**Available data**
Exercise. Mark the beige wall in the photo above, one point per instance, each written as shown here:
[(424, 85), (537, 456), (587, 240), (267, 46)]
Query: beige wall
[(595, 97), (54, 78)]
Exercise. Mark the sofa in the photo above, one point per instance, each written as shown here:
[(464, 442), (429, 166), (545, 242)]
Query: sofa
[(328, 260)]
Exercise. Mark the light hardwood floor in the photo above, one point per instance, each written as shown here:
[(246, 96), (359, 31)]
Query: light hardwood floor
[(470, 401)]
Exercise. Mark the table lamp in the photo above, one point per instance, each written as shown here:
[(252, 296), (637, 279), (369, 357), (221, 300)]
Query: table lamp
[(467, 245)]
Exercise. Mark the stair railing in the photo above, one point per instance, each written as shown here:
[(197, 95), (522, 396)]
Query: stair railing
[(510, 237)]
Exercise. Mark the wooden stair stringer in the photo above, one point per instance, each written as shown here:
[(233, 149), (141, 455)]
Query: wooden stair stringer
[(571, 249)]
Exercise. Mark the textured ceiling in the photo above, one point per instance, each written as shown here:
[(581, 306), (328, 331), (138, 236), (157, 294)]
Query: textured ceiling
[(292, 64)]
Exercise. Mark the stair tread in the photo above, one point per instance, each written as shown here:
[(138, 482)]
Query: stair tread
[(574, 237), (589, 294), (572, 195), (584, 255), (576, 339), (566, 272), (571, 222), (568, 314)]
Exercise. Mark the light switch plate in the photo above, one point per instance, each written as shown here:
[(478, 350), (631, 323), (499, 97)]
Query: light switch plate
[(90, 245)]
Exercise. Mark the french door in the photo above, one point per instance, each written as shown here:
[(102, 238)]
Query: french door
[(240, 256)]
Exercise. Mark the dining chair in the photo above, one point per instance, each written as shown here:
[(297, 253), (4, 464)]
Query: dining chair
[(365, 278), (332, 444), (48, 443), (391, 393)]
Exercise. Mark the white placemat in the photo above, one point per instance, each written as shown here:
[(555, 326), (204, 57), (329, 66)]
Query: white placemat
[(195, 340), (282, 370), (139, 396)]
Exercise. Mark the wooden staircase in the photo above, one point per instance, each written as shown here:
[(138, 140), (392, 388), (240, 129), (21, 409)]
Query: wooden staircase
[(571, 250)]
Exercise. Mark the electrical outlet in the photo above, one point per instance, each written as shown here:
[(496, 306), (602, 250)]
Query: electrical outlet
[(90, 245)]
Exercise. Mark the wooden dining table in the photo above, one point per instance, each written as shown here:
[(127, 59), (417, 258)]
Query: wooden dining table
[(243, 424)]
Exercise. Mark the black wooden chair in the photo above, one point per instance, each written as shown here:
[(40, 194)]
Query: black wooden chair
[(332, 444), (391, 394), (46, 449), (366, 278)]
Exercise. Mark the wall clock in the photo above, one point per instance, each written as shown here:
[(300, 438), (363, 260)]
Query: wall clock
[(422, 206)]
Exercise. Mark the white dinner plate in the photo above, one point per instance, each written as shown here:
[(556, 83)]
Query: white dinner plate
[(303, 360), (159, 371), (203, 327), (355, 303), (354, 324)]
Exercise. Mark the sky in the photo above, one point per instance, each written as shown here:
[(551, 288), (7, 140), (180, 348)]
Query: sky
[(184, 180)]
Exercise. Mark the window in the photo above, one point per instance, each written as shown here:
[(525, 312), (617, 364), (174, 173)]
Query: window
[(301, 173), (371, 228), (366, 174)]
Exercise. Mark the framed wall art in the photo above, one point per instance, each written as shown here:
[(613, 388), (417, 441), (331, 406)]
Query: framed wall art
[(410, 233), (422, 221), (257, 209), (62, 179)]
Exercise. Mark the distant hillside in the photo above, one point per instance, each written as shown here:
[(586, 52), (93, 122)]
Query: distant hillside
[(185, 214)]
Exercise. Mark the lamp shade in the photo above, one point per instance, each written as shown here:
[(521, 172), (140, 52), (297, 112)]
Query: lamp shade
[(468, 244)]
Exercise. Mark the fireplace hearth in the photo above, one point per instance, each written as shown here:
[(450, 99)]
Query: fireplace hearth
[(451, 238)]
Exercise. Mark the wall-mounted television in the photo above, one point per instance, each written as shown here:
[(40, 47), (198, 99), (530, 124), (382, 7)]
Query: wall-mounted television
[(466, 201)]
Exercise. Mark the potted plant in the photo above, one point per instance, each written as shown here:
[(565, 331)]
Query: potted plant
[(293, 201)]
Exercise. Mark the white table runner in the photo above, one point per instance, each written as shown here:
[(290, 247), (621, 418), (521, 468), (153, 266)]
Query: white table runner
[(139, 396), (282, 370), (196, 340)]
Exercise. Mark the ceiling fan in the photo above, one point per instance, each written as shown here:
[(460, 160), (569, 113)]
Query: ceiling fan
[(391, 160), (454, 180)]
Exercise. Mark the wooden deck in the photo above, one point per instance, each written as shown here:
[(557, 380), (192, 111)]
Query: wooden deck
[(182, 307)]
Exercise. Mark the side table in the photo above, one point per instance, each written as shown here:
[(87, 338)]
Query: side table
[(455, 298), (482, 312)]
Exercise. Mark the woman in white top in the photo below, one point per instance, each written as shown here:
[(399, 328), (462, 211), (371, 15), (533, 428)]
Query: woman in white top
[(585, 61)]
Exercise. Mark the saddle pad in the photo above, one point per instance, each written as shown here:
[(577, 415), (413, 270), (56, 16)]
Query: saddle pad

**Instructions to follow**
Only the lines from the one containing "[(399, 328), (462, 211), (371, 15), (533, 428)]" through the end of the material should be reproduced, exactly, with both ends included.

**Finished exercise**
[(399, 328), (462, 211), (371, 15), (533, 428)]
Query: woman in white top
[(585, 61)]
Exercise. Mark the saddle pad in the photo above, one point per instance, each written as shown here:
[(577, 415), (413, 270), (56, 16)]
Query: saddle pad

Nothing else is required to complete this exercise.